▸ Instructions:
1. In the post on baked beans and blueberries, what did Natives mix in an earthenware pot to make baked beans?
2. Copy the post on baked beans and blueberries word for word, beginning at the words "Baked Beans and Blueberries -- by" and stopping after "a delicious pairing.".
3. Continue the post on baked beans and blueberries, picking up after its final sentence.

▸ Text shown:

════════════════════

Wednesday, July 28, 2021

Baked Beans and Blueberries -- by Donna Schlachter (with giveaway)



Photo by Marta Dzedyshko from Pexels




For me, summer brings to mind baked beans and blueberries. Perhaps it’s because no barbecue seems complete without the quintessential beans served either hot or cold, and because blueberries and whipped cream are a cool and satisfying dessert to finish a meal begun on a grill.

Beans are indigenous to North America, and were grown by the natives because they were nutritious, easy to store, and easy to transport. So, too, were blueberries. Maybe that’s why they make such a delicious pairing.

For baked beans, Natives mixed beans, maple syrup, and bear fat in an earthenware pot, then baked the dish over the coals, sometimes overnight. Imagine waking to the smells of a hot meal on a chilly morning.

British colonists adopted the dish, perhaps because it reminded them of peas pudding. They, in turn, used ingredients they had on hand, using sugar cane or raw sugar, or perhaps molasses, along with lard. Depending on the region, white, navy, or soldier beans were used, Since then, the recipes are as varied as the cooks themselves, with other local ingredients finding their way into the pot, including leeks, onions, bacon, tomatoes, and corn. Earliest-known recipes date back to the 1600s.

Just as we do today, I suspect our ancestors suffered from that embarrassing condition we call flatulence after eating beans. This is caused by the tough skins and a specific sugar in the beans not digesting well. My grandmother swore that mashing her beans (this was before I knew anything about refried beans) prevented this. Perhaps our friends south of the border had the right idea all along.

════════════════════

▸ Listed entries:
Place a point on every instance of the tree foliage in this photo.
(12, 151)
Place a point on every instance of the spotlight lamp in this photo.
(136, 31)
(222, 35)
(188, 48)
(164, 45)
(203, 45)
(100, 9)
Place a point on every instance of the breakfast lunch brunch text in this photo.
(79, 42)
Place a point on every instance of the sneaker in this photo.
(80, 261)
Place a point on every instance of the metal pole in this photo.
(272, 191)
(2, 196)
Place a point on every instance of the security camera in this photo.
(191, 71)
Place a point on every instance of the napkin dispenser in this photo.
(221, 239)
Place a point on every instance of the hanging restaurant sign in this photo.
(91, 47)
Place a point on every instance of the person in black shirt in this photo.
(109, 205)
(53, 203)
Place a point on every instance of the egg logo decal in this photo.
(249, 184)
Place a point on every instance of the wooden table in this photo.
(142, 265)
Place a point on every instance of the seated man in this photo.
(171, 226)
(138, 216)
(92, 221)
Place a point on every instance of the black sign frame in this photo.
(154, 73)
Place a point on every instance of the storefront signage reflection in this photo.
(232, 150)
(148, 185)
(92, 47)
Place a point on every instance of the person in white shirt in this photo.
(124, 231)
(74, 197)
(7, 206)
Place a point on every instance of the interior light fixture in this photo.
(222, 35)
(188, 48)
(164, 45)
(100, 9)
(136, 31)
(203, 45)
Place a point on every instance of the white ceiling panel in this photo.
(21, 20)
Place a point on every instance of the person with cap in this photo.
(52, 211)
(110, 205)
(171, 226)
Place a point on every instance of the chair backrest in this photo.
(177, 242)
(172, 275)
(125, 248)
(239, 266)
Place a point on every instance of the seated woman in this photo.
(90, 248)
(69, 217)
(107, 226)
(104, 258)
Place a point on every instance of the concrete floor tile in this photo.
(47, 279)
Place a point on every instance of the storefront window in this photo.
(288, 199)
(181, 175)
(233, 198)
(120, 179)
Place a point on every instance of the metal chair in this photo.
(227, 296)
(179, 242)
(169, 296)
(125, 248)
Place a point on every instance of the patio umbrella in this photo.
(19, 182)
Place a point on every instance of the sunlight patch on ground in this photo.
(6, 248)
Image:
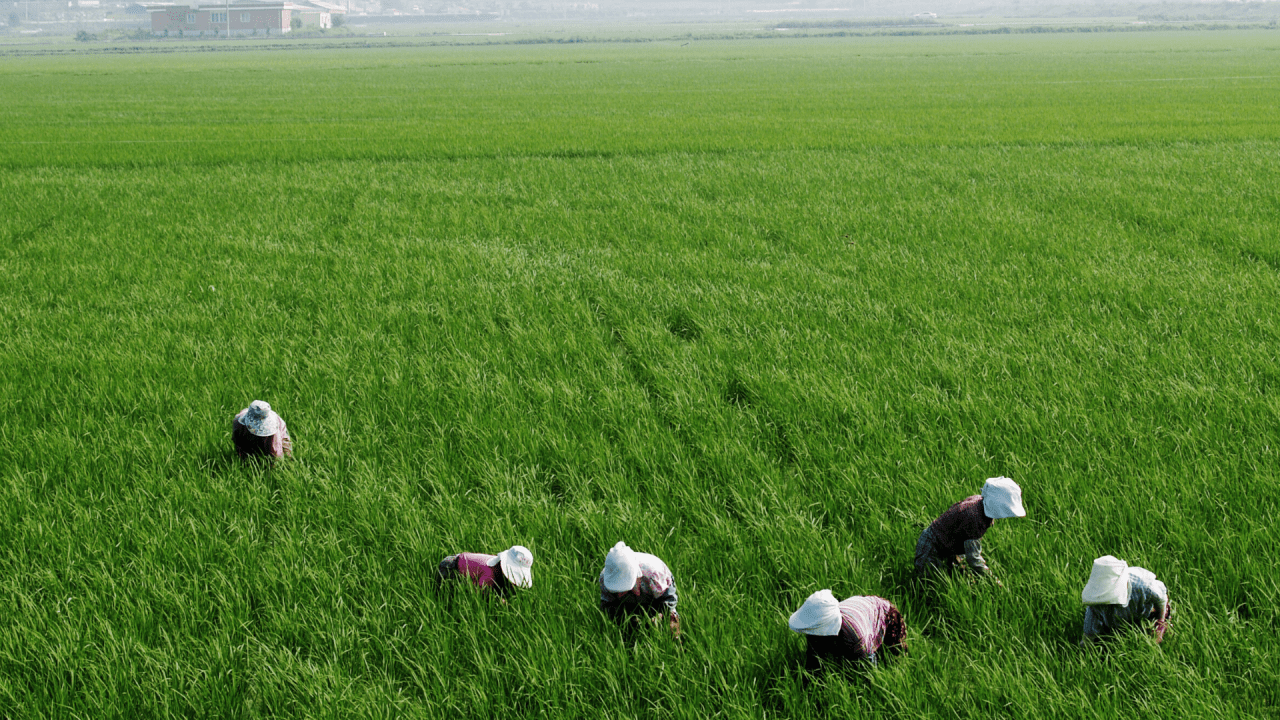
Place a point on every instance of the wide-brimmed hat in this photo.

════════════════════

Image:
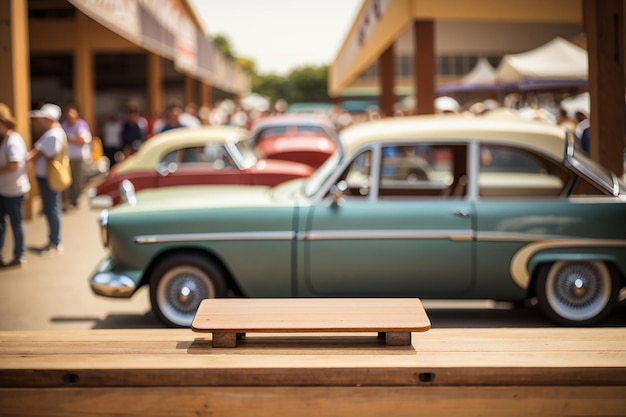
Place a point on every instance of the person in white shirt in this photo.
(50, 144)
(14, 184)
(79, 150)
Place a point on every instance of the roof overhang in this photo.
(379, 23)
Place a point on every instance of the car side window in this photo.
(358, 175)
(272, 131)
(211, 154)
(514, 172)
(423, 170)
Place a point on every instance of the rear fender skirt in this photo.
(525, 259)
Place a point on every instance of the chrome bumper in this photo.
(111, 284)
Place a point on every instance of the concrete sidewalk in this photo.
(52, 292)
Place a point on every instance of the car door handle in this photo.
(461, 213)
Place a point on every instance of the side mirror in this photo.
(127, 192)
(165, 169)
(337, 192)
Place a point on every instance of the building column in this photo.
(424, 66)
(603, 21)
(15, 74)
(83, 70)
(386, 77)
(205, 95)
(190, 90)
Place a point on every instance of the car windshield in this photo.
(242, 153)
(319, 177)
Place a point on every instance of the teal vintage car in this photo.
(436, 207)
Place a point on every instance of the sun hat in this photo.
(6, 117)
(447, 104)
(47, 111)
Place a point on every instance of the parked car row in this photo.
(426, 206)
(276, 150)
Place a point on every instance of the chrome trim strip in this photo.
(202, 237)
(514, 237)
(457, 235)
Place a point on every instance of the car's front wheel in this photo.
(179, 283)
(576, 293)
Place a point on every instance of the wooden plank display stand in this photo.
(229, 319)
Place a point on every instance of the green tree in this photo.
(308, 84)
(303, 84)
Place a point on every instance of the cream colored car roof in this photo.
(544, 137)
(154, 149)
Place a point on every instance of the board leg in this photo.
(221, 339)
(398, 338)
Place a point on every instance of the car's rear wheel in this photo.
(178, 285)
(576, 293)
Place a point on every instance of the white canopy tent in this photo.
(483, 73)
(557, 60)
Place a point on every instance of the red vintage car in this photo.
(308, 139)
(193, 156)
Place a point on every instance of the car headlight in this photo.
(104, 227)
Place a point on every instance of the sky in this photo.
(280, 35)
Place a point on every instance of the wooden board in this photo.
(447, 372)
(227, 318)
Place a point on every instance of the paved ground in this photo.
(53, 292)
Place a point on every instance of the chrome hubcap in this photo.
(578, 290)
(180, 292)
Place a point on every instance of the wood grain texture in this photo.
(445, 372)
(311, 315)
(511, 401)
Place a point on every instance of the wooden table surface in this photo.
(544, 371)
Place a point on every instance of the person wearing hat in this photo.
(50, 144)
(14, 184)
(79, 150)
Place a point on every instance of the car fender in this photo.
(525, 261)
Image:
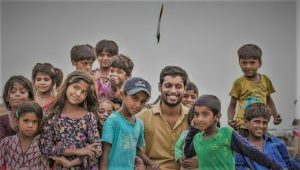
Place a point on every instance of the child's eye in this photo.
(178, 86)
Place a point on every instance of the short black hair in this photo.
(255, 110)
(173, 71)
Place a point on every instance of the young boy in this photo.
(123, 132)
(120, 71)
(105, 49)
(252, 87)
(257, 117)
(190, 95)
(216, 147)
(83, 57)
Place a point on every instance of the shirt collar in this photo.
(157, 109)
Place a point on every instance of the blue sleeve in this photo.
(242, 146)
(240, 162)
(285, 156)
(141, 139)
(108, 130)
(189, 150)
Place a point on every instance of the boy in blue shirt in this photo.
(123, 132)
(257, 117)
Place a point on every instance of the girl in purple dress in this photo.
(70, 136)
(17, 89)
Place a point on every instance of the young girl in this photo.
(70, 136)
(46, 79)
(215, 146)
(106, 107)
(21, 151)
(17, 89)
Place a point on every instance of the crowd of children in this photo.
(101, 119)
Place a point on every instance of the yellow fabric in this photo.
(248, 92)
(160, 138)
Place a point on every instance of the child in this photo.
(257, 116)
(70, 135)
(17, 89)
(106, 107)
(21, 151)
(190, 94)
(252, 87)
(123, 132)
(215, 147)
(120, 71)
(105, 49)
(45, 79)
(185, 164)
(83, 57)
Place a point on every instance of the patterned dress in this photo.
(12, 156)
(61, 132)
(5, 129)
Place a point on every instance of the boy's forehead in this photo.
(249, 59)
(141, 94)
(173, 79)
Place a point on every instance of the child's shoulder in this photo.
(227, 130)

════════════════════

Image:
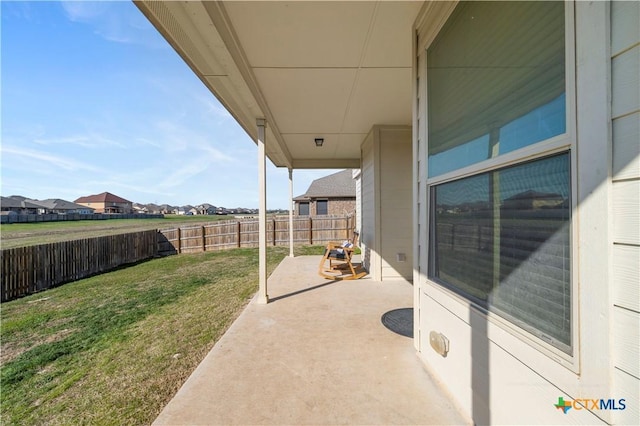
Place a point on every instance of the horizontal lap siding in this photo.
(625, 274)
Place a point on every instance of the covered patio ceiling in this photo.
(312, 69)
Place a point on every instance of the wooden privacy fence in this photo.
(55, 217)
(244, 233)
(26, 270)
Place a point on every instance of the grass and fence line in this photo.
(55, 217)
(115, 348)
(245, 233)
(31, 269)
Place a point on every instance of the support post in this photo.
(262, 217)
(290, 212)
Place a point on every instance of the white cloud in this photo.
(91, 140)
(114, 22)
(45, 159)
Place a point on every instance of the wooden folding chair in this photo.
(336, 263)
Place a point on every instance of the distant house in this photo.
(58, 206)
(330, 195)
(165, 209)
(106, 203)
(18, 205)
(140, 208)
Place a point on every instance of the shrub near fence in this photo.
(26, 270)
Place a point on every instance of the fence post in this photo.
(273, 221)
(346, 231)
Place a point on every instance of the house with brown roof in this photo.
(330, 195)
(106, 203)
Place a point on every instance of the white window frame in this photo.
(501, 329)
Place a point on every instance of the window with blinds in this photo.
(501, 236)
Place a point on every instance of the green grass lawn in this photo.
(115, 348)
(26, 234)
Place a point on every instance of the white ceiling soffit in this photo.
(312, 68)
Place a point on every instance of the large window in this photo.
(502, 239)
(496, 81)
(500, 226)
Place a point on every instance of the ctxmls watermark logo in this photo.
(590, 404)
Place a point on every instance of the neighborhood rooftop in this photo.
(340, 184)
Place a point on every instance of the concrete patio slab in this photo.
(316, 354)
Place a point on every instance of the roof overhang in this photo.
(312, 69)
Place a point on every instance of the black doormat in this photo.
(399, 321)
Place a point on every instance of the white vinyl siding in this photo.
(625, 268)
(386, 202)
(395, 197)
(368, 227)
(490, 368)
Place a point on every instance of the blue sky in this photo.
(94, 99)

════════════════════

▸ Solved tasks:
1. Beans, maple syrup, and bear fat.

2.
Baked Beans and Blueberries -- by Donna Schlachter (with giveaway)



Photo by Marta Dzedyshko from Pexels




For me, summer brings to mind baked beans and blueberries. Perhaps it’s because no barbecue seems complete without the quintessential beans served either hot or cold, and because blueberries and whipped cream are a cool and satisfying dessert to finish a meal begun on a grill.

Beans are indigenous to North America, and were grown by the natives because they were nutritious, easy to store, and easy to transport. So, too, were blueberries. Maybe that’s why they make such a delicious pairing.

3.
 
Photo by Marta Dzedyshko from Pexels

For aficionados of blueberries, wild are the only kind worth eating. Sure, the cultivated are larger, but the sweetness of a wild blueberry picked warm off the vine can’t be beat. Then again, when included in pancakes, muffins, or jam, any kind of blueberry is a winner. 
 
Native Americans often combined berries with other ingredients to make a dish called pemmican which they could store for months and eat throughout the winter when other food might be scarce. It's interesting that the berry's acidity is what keeps it from spoiling.

Read on for a recipe for baked beans and one for blueberry muffins, and to find out how to enter a random drawing from all comments for an ebook copy of A Pink Lady Thanksgiving.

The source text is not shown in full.